TASK REQUIREMENTS:
Locate each line in the data below that contains the word "barrier", and copy those lines out in full.

── THE INPUT

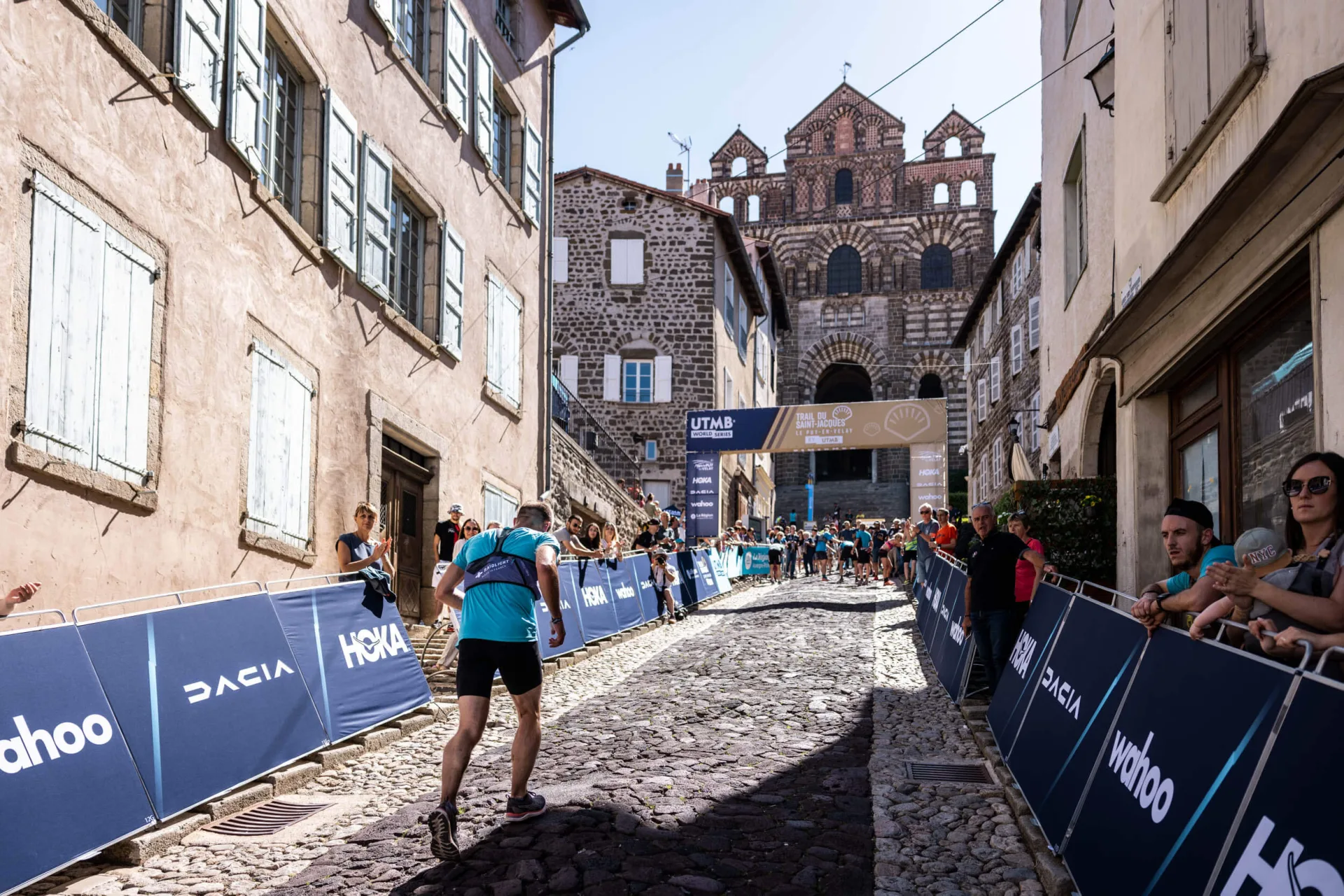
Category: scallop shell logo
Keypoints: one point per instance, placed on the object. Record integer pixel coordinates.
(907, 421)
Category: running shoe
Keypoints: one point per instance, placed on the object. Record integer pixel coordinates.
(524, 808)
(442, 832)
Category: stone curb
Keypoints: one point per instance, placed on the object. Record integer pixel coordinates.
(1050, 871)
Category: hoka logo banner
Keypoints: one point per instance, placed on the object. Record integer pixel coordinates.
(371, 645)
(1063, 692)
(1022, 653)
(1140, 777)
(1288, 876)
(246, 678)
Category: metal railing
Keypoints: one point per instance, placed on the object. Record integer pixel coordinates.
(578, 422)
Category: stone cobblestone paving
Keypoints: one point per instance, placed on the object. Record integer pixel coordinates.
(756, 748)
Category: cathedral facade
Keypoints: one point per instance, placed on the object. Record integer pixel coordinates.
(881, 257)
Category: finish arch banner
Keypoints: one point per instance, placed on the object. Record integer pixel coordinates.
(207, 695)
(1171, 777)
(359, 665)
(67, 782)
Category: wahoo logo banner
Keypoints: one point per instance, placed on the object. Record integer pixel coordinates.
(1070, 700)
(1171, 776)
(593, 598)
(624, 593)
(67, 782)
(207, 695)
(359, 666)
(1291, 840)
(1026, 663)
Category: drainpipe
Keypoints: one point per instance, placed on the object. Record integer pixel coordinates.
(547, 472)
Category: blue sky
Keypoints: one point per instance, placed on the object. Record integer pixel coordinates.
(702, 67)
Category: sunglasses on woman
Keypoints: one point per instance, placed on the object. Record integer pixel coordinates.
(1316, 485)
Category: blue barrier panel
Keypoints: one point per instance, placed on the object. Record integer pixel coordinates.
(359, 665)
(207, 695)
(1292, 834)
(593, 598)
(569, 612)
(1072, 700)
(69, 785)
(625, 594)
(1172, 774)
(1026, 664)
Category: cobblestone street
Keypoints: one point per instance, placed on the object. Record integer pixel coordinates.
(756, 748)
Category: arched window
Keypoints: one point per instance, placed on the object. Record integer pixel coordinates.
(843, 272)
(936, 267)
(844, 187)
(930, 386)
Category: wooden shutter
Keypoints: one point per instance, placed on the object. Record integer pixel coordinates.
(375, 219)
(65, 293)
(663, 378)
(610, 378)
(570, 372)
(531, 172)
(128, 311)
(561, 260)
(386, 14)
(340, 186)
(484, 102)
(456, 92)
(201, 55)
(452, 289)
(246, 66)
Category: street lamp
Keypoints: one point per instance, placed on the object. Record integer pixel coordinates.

────
── THE INPUT

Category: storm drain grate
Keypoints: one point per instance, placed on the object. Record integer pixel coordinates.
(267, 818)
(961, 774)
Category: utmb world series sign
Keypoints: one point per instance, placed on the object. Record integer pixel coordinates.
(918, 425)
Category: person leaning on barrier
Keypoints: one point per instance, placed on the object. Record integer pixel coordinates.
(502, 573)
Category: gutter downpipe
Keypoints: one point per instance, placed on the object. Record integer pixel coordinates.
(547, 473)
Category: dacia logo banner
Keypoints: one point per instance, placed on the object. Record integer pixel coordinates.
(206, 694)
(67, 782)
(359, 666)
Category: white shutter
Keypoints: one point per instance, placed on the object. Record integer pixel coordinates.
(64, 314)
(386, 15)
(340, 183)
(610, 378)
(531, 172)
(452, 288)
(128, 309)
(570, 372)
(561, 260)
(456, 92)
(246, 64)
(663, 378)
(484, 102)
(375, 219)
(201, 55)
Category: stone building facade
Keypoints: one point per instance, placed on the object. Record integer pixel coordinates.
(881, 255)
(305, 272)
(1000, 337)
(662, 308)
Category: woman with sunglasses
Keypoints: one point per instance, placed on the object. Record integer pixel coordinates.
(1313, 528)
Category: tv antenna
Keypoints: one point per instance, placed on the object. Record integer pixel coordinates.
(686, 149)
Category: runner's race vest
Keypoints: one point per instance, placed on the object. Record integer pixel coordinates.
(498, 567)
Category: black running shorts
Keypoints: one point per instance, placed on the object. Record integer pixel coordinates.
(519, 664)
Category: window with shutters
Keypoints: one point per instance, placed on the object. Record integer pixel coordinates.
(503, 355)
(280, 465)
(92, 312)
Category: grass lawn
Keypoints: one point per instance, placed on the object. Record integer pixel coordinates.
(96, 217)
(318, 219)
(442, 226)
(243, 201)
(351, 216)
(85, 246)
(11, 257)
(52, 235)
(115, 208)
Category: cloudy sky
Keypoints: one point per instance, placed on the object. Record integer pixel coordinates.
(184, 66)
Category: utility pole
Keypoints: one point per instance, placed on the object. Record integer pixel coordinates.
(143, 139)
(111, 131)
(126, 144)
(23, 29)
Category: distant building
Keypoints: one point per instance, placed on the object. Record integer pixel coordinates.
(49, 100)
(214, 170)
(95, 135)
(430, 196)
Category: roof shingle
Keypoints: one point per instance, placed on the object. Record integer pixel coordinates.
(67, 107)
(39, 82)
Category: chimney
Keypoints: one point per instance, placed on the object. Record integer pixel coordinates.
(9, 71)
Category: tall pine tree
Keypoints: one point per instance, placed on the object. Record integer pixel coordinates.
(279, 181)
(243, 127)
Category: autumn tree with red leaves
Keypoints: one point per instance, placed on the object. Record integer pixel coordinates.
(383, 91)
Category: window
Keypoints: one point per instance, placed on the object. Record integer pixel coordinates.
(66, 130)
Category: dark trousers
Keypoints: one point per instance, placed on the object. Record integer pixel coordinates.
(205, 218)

────

SOLUTION TO THIS TASK:
Category: blue barrier panel
Category: person leaning on barrier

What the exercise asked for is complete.